====== Input material

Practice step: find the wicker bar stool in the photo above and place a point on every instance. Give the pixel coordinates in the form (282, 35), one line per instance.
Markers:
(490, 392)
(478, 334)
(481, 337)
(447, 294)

============

### Stated task
Retype all of the lines above without changing anything.

### Solved exercise
Practice step: find the wicker bar stool in the photo above and place a point on every instance. Give the pixel coordinates in the form (282, 35), one line per instance.
Markers:
(490, 392)
(478, 334)
(481, 337)
(447, 294)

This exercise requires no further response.